*Task to complete*:
Answer these questions from the text on retirement planning below:
1. According to Pete, how long did it take him to come up with the melody of "Turn! Turn! Turn!"?
2. Which song was The Byrds' first number one hit?
3. What does SPIA stand for?
____ Excerpted text
Remember back in the 1960s when folk rock was big? One of my favorite tunes from that era is Pete Seeger’s “Turn! Turn! Turn!”  He was inspired to write it after reading passages from the Old Testament.

According to Pete, he came up with the melody in about 15 minutes, then added the slightly altered biblical words and recorded it. The rest is history. The Byrds covered Seeger’s version, making it the group’s second number one hit. (“Mr. Tambourine Man” was their first.)

The tune lyrically speaks to the fact that to everything there is a season. I believe that life’s lessons prove those words to be true. I further believe that when it comes to planning for a successful retirement, there is a time to take risk and a time to take risk off the table.

What do You Need, What’s Guaranteed?

When people engage me as their advisor, after helping them estimate how much income they will need to retire, one of the first questions I ask is, “How much of that income do you want guaranteed?” The answer is usually, “Well, all of it, or as much as we possibly can.”  

One way to do this is to allocate a portion of your retirement assets to a certain type of annuity contract called a Single Premium Immediate Annuity, or SPIA for short. SPIAs are issued by insurance companies and are designed for people with a guaranteed income objective for a certain number of years or for the remainder of their life, or joint-lives in the case of couples.

Some SPIAs have an inflation option that increases the annual payout every year. With this option, payments in the early years of the SPIA will be less than they would have been without the inflation option, but go up every year over the selected payout period.
________
____ Dataset records
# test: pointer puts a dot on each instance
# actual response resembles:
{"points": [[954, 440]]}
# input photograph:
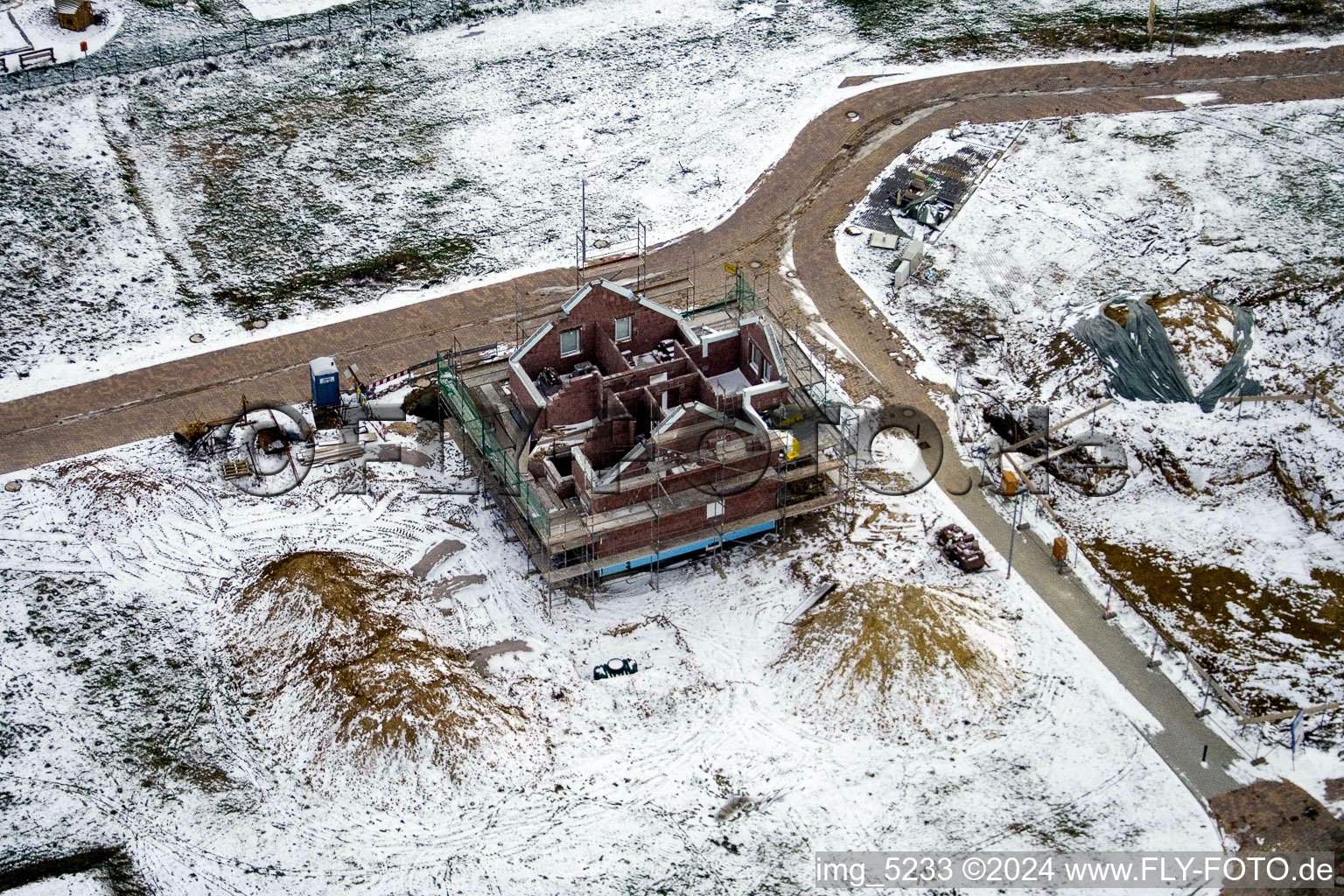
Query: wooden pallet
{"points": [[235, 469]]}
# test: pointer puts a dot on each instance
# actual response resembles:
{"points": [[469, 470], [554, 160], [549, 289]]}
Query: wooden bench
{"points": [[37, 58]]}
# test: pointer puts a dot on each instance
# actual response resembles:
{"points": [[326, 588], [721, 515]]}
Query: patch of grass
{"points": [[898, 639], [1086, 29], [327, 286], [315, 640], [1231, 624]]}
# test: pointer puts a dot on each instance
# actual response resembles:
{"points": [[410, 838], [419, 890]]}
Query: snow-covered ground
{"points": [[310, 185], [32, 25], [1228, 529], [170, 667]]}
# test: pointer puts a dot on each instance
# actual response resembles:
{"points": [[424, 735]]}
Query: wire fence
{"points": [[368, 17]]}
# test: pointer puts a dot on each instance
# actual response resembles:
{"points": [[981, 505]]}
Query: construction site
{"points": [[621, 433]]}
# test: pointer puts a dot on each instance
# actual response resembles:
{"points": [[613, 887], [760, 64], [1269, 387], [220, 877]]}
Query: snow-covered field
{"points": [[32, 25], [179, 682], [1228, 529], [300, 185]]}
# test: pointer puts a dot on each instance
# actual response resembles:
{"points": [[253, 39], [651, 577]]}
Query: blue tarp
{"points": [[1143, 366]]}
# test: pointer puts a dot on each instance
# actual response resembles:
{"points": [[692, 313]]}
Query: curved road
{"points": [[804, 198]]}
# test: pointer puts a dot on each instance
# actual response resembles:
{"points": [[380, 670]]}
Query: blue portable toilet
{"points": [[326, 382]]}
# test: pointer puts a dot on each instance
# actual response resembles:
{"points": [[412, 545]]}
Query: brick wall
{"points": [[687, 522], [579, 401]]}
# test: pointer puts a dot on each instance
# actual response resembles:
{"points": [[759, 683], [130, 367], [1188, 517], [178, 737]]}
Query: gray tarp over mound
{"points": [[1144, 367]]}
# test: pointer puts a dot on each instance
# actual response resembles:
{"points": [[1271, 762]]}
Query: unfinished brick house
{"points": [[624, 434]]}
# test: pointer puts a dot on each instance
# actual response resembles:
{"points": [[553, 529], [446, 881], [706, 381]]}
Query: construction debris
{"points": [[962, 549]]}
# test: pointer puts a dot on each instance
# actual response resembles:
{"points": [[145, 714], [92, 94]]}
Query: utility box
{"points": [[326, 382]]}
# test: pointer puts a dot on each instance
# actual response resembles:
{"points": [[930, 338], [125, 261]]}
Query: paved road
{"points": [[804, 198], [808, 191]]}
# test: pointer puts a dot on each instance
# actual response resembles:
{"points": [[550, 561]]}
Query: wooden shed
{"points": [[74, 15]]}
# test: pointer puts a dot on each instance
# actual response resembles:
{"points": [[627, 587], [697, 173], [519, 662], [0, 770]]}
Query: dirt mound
________
*Expected answer*:
1. About 15 minutes.
2. "Mr. Tambourine Man."
3. Single Premium Immediate Annuity.